Given instruction: Show every line of the material below that contains the word "headlight".

Information provided:

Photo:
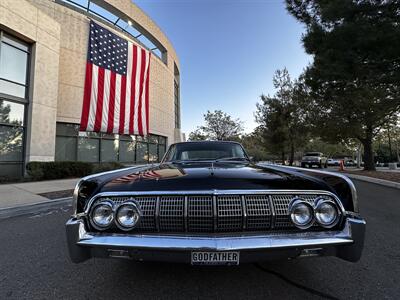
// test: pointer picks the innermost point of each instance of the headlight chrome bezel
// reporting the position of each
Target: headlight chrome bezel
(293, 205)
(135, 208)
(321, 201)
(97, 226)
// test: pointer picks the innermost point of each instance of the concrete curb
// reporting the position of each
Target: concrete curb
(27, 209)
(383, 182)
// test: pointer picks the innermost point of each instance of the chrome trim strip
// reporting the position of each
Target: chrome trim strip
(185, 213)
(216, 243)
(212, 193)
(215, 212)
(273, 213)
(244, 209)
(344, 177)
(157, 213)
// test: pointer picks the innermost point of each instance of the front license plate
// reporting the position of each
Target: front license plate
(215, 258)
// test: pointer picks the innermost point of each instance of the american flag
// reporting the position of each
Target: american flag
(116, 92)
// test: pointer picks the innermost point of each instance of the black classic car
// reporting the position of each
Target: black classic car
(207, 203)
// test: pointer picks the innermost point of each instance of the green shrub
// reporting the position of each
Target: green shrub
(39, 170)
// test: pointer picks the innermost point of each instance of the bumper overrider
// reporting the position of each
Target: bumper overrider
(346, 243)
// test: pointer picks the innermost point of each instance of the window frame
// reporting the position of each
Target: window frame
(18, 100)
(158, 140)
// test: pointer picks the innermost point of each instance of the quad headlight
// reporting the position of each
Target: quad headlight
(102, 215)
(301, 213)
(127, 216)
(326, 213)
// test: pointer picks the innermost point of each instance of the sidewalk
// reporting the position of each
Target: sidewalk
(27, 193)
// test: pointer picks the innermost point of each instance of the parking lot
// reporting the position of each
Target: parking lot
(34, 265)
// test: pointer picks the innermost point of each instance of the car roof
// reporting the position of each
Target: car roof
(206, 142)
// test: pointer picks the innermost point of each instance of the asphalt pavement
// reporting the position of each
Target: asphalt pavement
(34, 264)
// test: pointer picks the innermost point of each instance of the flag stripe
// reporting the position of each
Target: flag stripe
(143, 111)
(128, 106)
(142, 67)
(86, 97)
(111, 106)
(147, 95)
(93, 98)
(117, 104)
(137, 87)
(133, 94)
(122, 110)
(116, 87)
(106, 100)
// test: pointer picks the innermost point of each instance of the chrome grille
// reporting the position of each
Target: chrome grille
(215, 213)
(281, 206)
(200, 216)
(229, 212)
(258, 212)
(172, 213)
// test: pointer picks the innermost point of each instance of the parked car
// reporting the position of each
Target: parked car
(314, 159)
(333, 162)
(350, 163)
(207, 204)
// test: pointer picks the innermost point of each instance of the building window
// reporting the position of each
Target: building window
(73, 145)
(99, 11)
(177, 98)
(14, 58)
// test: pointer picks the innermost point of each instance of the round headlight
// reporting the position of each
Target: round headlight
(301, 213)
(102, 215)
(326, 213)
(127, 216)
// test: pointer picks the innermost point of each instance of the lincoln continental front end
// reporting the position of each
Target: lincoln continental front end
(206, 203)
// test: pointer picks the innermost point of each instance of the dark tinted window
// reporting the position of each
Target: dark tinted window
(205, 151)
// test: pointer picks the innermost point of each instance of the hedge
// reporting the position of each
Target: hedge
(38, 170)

...

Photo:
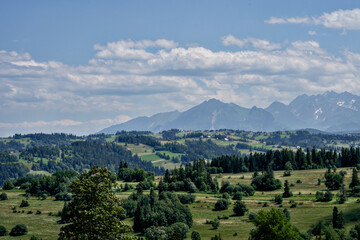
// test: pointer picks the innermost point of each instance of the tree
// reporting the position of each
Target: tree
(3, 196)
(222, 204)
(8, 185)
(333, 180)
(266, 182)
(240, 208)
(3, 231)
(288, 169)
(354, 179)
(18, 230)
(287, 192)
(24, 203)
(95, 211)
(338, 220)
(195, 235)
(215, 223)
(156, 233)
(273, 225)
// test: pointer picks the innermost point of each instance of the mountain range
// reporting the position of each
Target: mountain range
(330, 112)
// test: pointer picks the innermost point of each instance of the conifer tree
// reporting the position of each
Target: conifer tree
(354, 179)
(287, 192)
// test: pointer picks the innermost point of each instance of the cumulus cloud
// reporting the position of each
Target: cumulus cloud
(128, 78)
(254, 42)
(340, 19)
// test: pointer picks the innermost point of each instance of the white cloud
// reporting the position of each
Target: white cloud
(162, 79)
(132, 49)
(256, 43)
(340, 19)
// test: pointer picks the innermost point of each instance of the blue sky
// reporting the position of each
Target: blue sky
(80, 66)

Final answer:
// test: pointer picks the innermost point of each instance of the headlight chrome bezel
Target: headlight chrome bezel
// test: pointer picks the innermost point of each instance of the quad headlight
Target: quad headlight
// test: pointer picks the innermost point of each instance of the round headlight
Target: round headlight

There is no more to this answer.